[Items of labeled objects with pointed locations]

◇ ◇ ◇ ◇

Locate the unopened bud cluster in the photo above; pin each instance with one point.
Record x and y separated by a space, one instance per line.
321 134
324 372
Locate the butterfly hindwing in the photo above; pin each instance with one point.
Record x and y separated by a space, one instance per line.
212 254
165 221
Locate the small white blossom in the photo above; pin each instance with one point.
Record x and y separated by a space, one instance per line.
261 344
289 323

◇ ◇ ◇ ◇

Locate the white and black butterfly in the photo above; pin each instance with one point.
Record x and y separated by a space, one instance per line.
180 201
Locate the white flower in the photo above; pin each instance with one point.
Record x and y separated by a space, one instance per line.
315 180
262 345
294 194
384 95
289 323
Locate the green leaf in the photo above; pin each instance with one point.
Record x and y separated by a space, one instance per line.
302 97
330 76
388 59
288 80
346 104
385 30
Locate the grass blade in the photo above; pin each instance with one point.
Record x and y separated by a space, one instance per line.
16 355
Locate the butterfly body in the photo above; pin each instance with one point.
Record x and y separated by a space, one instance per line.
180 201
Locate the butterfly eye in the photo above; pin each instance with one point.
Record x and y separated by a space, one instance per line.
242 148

◇ ◇ ◇ ◇

**GIVEN EXERCISE**
Can you pick out every line in the items above that contains the word "butterfly" and copy each one? Match case exactly.

**FULL SOLUTION**
Locate the butterfly hindwing in the photo above; pin each instance with one point.
Locate the white and black butterfly in the photo above; pin each instance with one point.
Locate the butterfly body in the photo above; pin each instance with one point.
Locate the butterfly eye in the photo above; pin each instance with one point.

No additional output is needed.